> _EXERCISE BRIEF_:
Rewrite the lines below, putting "locates" in place of every "localizes" and keeping everything else the same.

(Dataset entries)
::::::

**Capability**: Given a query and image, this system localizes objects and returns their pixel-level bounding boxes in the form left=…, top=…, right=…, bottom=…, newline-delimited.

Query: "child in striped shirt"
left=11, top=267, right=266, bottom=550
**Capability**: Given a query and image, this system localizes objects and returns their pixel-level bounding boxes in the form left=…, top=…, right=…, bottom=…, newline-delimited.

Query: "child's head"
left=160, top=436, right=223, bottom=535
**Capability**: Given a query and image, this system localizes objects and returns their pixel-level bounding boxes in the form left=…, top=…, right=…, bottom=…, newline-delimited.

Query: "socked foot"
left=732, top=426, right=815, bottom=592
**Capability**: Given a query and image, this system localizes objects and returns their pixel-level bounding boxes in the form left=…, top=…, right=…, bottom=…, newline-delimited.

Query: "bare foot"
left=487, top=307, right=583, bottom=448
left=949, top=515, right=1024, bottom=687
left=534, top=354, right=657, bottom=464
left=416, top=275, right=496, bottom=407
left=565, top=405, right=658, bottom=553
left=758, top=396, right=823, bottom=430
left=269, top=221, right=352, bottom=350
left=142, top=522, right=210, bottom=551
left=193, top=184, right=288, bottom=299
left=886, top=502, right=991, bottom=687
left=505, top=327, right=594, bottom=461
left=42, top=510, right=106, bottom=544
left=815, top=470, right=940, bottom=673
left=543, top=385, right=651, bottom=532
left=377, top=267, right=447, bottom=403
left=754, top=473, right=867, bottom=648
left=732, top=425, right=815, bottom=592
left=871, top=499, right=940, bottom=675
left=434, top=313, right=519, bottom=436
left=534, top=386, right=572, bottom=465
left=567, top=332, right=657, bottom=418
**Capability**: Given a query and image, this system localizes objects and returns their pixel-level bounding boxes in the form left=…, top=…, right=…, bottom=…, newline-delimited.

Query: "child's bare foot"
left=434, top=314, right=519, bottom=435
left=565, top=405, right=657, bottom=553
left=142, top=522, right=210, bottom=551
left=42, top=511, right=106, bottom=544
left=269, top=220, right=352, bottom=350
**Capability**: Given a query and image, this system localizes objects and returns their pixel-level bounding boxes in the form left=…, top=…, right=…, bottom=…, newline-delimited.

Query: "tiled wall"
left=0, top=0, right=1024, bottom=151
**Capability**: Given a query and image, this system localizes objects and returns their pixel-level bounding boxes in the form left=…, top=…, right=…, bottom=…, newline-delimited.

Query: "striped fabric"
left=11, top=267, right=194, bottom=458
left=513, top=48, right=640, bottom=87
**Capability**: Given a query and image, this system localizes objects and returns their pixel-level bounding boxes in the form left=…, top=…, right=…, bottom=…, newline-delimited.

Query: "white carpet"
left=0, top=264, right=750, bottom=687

::::::

> _THE ANSWER_:
**Capability**: Given a query and image, this system locates objects and returns their pixel-level bounding boxes in the form left=…, top=…, right=…, bottom=…, newline-delimited.

Query: "child in striped shirt"
left=11, top=267, right=266, bottom=550
**Capability**: Given a query and image, this system locates objects and returns their pixel-level bounding boxes in the form left=…, top=…, right=…, bottom=…, newline-delimited.

Query: "child's head"
left=160, top=436, right=223, bottom=535
**Capability**: Given a query and image, this system locates objects and returns their pixel-level bounding boxes in the form left=…, top=…, right=…, bottom=…, newline-delimited.

Query: "socked foot"
left=732, top=426, right=815, bottom=592
**Capability**: Given a query and image, this system locates objects and returns their pixel-level bounding boxes in the form left=…, top=…, right=…, bottom=…, newline-delimited.

Query: "bare foot"
left=487, top=307, right=583, bottom=448
left=949, top=515, right=1024, bottom=687
left=534, top=354, right=657, bottom=464
left=416, top=275, right=496, bottom=407
left=565, top=405, right=658, bottom=553
left=758, top=396, right=823, bottom=430
left=269, top=221, right=352, bottom=350
left=142, top=522, right=210, bottom=551
left=193, top=184, right=288, bottom=299
left=886, top=502, right=991, bottom=687
left=505, top=327, right=594, bottom=461
left=42, top=510, right=106, bottom=544
left=815, top=470, right=940, bottom=673
left=543, top=385, right=651, bottom=532
left=377, top=267, right=447, bottom=403
left=754, top=473, right=867, bottom=648
left=732, top=425, right=815, bottom=592
left=871, top=499, right=940, bottom=675
left=434, top=313, right=519, bottom=436
left=534, top=386, right=572, bottom=465
left=567, top=332, right=657, bottom=418
**Capability**: Given a query and image, this system locates objects and returns their pixel-level bounding boxes in the form left=…, top=…, right=…, bottom=…, newline-delimited.

Query: "child's bare foot"
left=434, top=314, right=519, bottom=435
left=565, top=405, right=657, bottom=553
left=142, top=522, right=210, bottom=551
left=42, top=511, right=106, bottom=544
left=269, top=220, right=352, bottom=350
**Capability**: Given a query and image, this system locates objects and returns their pixel-level bounding boxes in the form left=…, top=…, right=…, bottom=…, newline-delimited.

Query: "tiled wall"
left=0, top=0, right=1024, bottom=151
**Capability**: Given a query and image, this system locates objects and returns their pixel-level bounding boxes in the form left=…, top=…, right=…, bottom=…, newline-delimited.

Query: "striped fabric"
left=11, top=267, right=194, bottom=458
left=513, top=48, right=640, bottom=87
**Capability**: Given a query and image, this system locates objects and returns their pixel-level bounding boxes in the form left=…, top=…, right=…, bottom=…, newline-delimited.

Query: "white carpet"
left=0, top=264, right=750, bottom=687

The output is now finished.